▶ _SET TASK 1_
Copy the stretch of the seat-swap thread from "I have an 87" through "will be apprieciated.", changing "bucket seats" to "captain's chairs".
▶ _SET TASK 2_
In the seat-swap thread, what car does the first poster own?

▶ _EXTRACT PROVIDED_
BEGIN

# Bucket seat swap for Bench style seat



## texasboi (May 26, 2008)

I have an 87 Olds Cutlass Supreme and i want to swap out the front bench split style seat for bucket seats but i am wondering what seats from what kind of cars will fit and with what kind of mods or brackets will i need to accomplish this. any info will be apprieciated.


----------



## dameon (Dec 1, 2011)

walkthrow the junkyard, cadillac, s-10, nissin all fit just buy them and remove your carpet place them were you want them weld backwards bolts to the floor or drill holes. your going to need a center console or the seats will look funny


----------



## dameon (Dec 1, 2011)

power buckets are eazy also they just need 12 volt power. i can put any seats in any car and your back seat it eazy to match just remove the covers and get matching color seat covers


----------



## texasboi (May 26, 2008)

Thanks for the advice Homie :thumbsup:


----------



## cashmoneyspeed (Jun 21, 2005)

If your cutlass had the bench from the factory, you'll need to add the reinforced mounts for both front seats on the inside by the trans tunnel. Factory bench cars only had studs by the doors for the bench. 

All 78-87 regal, cutlass, monte, Elco, and Grand Prix seats are a direct bolt in.


----------



## texasboi (May 26, 2008)

It's actually a split bench seat. Not sure if that makes any difference.


----------



## dameon (Dec 1, 2011)

you know what you can do at the junkyard were you remove them if theres a regal, cutlass, monte, grand prix 78 to 87 test fit them and see if they look ok not to high and if the bolts line up. its no big deal they sell the box bolts one ebay for bucket gbody. theres nothing to it but to find a pair of buckets and slap them in theres nothing to think about. measure from door to door, and find a console as well buckets look like shit with a gap in the center


----------



## texasboi (May 26, 2008)

good info thanx homie


----------

END

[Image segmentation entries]
BEGIN

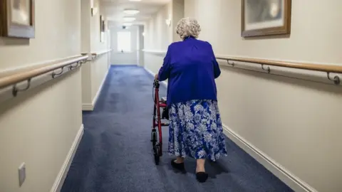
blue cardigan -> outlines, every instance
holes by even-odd
[[[217,100],[221,74],[210,43],[192,37],[169,46],[158,80],[167,82],[167,105],[192,100]]]

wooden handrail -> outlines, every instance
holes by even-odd
[[[327,73],[327,78],[329,80],[333,81],[335,85],[341,84],[340,77],[338,75],[335,75],[333,76],[333,78],[331,78],[330,76],[330,73],[342,73],[342,65],[294,63],[294,62],[289,62],[289,61],[221,56],[221,55],[217,55],[216,58],[227,60],[228,64],[232,65],[232,67],[234,66],[235,63],[229,63],[229,61],[237,61],[237,62],[249,63],[252,64],[259,64],[261,65],[261,68],[264,70],[267,70],[269,73],[271,72],[271,69],[269,67],[264,68],[264,65],[276,66],[276,67],[282,67],[282,68],[295,68],[295,69],[302,69],[302,70],[325,72]]]
[[[227,57],[227,56],[217,56],[216,58],[220,59],[220,60],[226,60],[228,61],[239,61],[239,62],[246,62],[249,63],[256,63],[260,65],[267,65],[283,67],[283,68],[310,70],[322,71],[322,72],[326,72],[326,73],[342,73],[342,65],[337,65],[301,63],[293,63],[293,62],[281,61],[281,60]]]
[[[58,68],[63,68],[66,66],[71,64],[84,62],[88,58],[88,55],[76,56],[68,59],[62,59],[58,61],[55,61],[49,63],[43,67],[35,68],[33,70],[28,70],[20,73],[9,75],[0,78],[0,89],[15,85],[24,80],[30,80],[31,78],[39,76],[41,75],[53,71]]]

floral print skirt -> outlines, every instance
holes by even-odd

END

▶ _EXERCISE RESPONSE 1_
I have an 87 Olds Cutlass Supreme and i want to swap out the front bench split style seat for captain's chairs but i am wondering what seats from what kind of cars will fit and with what kind of mods or brackets will i need to accomplish this. any info will be apprieciated.

▶ _EXERCISE RESPONSE 2_
An 87 Olds Cutlass Supreme.